▶ _Records for the task_
* BEGIN *

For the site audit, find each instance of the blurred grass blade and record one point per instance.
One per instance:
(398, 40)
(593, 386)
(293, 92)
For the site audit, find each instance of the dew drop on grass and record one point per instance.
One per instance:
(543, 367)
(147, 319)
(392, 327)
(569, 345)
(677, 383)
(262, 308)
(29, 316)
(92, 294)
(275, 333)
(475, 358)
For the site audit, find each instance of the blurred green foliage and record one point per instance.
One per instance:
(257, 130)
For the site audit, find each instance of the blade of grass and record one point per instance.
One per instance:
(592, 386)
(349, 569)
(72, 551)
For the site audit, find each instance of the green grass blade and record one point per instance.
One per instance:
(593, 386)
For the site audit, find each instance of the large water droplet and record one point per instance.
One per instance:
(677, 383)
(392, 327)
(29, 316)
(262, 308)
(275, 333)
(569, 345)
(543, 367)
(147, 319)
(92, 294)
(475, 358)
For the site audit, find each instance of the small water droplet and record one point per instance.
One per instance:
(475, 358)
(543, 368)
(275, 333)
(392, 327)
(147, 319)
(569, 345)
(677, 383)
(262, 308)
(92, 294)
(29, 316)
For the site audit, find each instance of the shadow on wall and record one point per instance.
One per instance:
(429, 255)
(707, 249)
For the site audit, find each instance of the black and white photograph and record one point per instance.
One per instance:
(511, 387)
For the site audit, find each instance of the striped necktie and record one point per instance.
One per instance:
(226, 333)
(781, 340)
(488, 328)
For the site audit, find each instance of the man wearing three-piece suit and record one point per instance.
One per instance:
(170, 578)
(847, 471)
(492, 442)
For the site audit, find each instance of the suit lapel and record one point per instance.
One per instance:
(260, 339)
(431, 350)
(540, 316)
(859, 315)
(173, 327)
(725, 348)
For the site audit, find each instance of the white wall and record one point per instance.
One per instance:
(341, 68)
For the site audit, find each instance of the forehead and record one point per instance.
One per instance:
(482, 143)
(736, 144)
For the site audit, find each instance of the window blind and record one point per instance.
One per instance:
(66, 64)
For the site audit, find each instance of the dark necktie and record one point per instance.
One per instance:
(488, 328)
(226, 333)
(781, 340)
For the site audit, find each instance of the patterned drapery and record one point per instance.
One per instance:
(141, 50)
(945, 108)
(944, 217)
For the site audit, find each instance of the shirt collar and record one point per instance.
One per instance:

* END *

Revise all of the material above, replacing every "site audit" with "field review" and leaving everything else untouched.

For the field review, find each instance of the blurred grass blade and record one point per instance.
One per instance:
(398, 40)
(593, 386)
(293, 92)
For the field review, find each instance of the dew drop on grass and record one point per instance.
One per instance:
(543, 367)
(147, 319)
(392, 327)
(569, 345)
(677, 383)
(262, 308)
(29, 316)
(92, 294)
(275, 333)
(475, 358)
For the field review, find each instance of the blurred green foliage and record one point per instance.
One per instance:
(257, 130)
For the field review, find each instance of the blade of grass and record one point per instance.
One per instance:
(592, 386)
(349, 569)
(72, 551)
For the field review, find each instance of the green grass blade and record one point per instance.
One per instance:
(593, 386)
For the field review, find each instance of the large water droplet and record one point per instance.
One per instance:
(677, 383)
(392, 327)
(29, 316)
(262, 308)
(275, 333)
(569, 345)
(543, 367)
(147, 319)
(92, 294)
(475, 358)
For the field review, find each instance of the small water droplet and record one point per instance.
One per instance:
(475, 358)
(543, 368)
(275, 333)
(392, 327)
(147, 319)
(569, 345)
(677, 383)
(262, 308)
(92, 294)
(29, 316)
For the field review, find each instance of the shadow on wall and record one point per instance.
One per instance:
(429, 255)
(707, 249)
For the field review, find each instance of the black and white photograph and record one point per instance.
One per instance:
(511, 387)
For the field review, find each instance of the striped necktie and record one point per instance.
One per instance:
(226, 333)
(781, 340)
(488, 328)
For the field review, find each instance of the man wearing three-piece suit and record one point per instance.
One per instance:
(170, 578)
(847, 471)
(492, 442)
For the field review, find each instance of the suit lapel and record one point per instance.
One per instance:
(260, 339)
(431, 350)
(540, 316)
(859, 315)
(173, 327)
(725, 348)
For the field review, find each instance of the white wall and record one point per instance.
One per instance:
(341, 68)
For the field review, find each instance of the forehead and record one point per instance.
One per instance:
(482, 143)
(736, 144)
For the field review, find each instance of the window blind and record one point per instance.
One per instance:
(66, 64)
For the field review, find each instance of the dark necktie and record one point per instance.
One per instance:
(488, 328)
(226, 333)
(781, 340)
For the field review, find each instance of the patterned drapery and record one point per instance.
One per instance:
(141, 50)
(945, 108)
(944, 217)
For the field review, find each instance of the shirt collar and record one point per instance.
One per instance:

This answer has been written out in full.